## Begin Source excerpt

In his opening speech to the Tribunal, Jackson declared:

“Any resort to war—to any kind of war—is a resort to means which are inherently criminal. War inevitably is a course of killings, assaults, deprivations of liberty, the destruction of property. An honestly defensive war is—of course—legal, and saves those lawfully conducting it from criminality. But inherently criminal acts cannot be defended by showing that those who committed them were engaged in a war, when war itself is illegal. The very minimum legal consequence of the treaties making aggressive wars illegal is to strip those who incite or wage them of every defence the law ever gave, and to leave war-makers subject to judgment by the usually accepted principles of the law of crime.”

 

The Nuremberg principle, making aggressive war criminal, was formally incorporated into international law by Resolution 95 (1) of the UN General Assembly. It was not, however, applied equally after World War II. Individuals responsible for war crimes on the allied side, in particular for deliberate civilian bombing, were never tried according to the Nuremberg laws.

In the post-war period, American foreign policy honoured Nuremberg primarily in the breach, rather than in the observance, with frequent military interventions and invasions in pursuit of US economic and political aims, particularly in Latin America and the Middle East.

## End Source excerpt
## Begin Stored rows

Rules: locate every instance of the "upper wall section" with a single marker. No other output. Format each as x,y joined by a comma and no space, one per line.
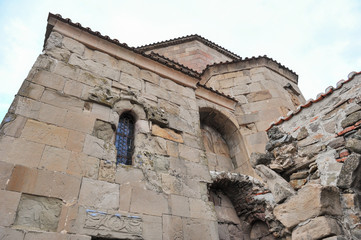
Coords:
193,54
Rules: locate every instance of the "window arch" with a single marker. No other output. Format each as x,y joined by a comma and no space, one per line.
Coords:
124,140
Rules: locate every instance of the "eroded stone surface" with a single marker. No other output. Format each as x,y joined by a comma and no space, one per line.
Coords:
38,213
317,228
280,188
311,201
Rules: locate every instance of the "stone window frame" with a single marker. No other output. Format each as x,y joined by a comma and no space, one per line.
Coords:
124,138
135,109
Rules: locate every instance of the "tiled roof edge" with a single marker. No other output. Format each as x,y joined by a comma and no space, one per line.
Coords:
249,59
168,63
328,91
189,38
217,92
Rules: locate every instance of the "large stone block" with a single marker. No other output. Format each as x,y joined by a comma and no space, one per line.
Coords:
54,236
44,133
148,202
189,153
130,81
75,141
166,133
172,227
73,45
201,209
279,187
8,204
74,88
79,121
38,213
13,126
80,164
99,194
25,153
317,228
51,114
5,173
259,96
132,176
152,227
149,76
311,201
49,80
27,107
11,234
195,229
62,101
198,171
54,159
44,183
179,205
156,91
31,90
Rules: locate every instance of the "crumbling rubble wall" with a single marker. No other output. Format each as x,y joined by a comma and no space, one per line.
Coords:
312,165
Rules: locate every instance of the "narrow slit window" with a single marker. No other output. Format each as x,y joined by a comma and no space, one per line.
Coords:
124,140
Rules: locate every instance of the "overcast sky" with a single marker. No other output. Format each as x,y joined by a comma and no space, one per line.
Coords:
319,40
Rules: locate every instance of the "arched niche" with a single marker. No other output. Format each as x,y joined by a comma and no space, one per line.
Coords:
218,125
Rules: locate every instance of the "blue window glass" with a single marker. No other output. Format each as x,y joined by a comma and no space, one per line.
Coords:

## End Stored rows

» **List of tasks**
A – Answer these questions about the passage on the Nuremberg principle, one per line:
(i) According to Jackson, what kind of war is legal?
(ii) What formally incorporated the Nuremberg principle into international law?
(iii) In which two regions does the text say US interventions were particularly frequent?
B – In the passage on the Nuremberg principle, which acts does Jackson say war inevitably consists of? List every one.
C – From the passage on the Nuremberg principle, quote word for word the part that opens with the words containing "The Nuremberg principle, making" and closes with "the Middle East.".

» **Written answers**
A –
(i) An honestly defensive war.
(ii) Resolution 95 (1) of the UN General Assembly.
(iii) Latin America and the Middle East.

B –
- killings
- assaults
- deprivations of liberty
- the destruction of property

C –
The Nuremberg principle, making aggressive war criminal, was formally incorporated into international law by Resolution 95 (1) of the UN General Assembly. It was not, however, applied equally after World War II. Individuals responsible for war crimes on the allied side, in particular for deliberate civilian bombing, were never tried according to the Nuremberg laws.

In the post-war period, American foreign policy honoured Nuremberg primarily in the breach, rather than in the observance, with frequent military interventions and invasions in pursuit of US economic and political aims, particularly in Latin America and the Middle East.